A review of floating point scalar/vector processing on modern CPUs
The idea of vector processing dates back to old time vector processors, but these processors had been superseded by modern architectures with cache systems. So we focus on modern CPUs, especially x86 and x86-64. These architectures are the main stream in high performance scientific computing.
Since i386, Intel introduced the floating point stack where floating point numbers up to 80-bit wide can be held. This stack is commonly known as x87 or 387 floating point "registers", with a set of x87 FPU instructions. x87 stack are not real, directly addressable registers like general purpose registers, as they are on a stack. Access to register st(i) is by offsetting the stack top register %st(0) or simply %st. With help of an instruction FXCH which swaps the contents between current stack top %st and some offset register %st(i), random access can be achieved. But FXCH can impose some performance penalty, though minimized. x87 stack provides high precision computation by calculating intermediate results with 80 bits of precision by default, to minimise roundoff error in numerically unstable algorithms. However, x87 instructions are completely scalar.

Data provided >>
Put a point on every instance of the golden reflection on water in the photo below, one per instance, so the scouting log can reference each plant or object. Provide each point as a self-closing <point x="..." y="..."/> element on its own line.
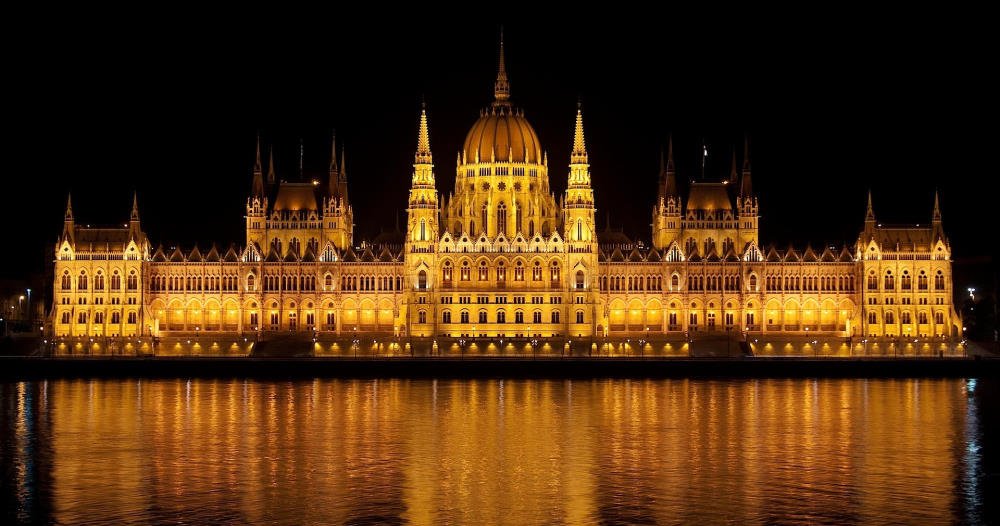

What you will do >>
**a)** Return the part of the floating point review that opens with the words containing "Since i386, Intel" and closes with "are completely scalar.", copied character for character.
**b)** Answer these questions from the floating point review:
(i) Which two architectures does it focus on?
(ii) Up to what width can floating point numbers held in the floating point stack be?
(iii) Which instruction exchanges values between the current stack top and an offset register?

Answers for this exercise >>
**a)**
Since i386, Intel introduced the floating point stack where floating point numbers up to 80-bit wide can be held. This stack is commonly known as x87 or 387 floating point "registers", with a set of x87 FPU instructions. x87 stack are not real, directly addressable registers like general purpose registers, as they are on a stack. Access to register st(i) is by offsetting the stack top register %st(0) or simply %st. With help of an instruction FXCH which swaps the contents between current stack top %st and some offset register %st(i), random access can be achieved. But FXCH can impose some performance penalty, though minimized. x87 stack provides high precision computation by calculating intermediate results with 80 bits of precision by default, to minimise roundoff error in numerically unstable algorithms. However, x87 instructions are completely scalar.

**b)**
(i) x86 and x86-64
(ii) 80 bits
(iii) FXCH